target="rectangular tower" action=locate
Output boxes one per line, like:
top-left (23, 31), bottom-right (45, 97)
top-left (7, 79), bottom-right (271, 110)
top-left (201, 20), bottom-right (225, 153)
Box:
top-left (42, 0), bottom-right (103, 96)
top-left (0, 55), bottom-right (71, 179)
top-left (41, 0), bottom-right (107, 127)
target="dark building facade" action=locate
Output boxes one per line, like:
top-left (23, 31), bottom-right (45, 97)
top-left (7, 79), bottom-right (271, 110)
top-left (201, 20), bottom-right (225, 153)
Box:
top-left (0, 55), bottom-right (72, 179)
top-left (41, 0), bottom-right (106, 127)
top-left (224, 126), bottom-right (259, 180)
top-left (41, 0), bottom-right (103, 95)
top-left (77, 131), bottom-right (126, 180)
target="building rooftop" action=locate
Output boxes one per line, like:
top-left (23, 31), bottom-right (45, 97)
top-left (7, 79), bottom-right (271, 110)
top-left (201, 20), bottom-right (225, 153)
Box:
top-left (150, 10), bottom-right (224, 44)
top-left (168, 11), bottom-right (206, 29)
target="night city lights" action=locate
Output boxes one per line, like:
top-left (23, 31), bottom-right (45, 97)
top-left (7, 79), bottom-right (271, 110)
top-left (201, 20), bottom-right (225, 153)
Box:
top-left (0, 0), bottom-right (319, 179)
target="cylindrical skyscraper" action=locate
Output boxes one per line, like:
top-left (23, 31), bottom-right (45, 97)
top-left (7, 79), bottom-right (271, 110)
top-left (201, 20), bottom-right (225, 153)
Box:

Directions for this task:
Every line in the material above that has the word "action" should be copied.

Answer for the task:
target="rectangular tower" action=locate
target="dark building facade" action=locate
target="building rooftop" action=locate
target="night city lights" action=locate
target="cylindrical skyscraper" action=locate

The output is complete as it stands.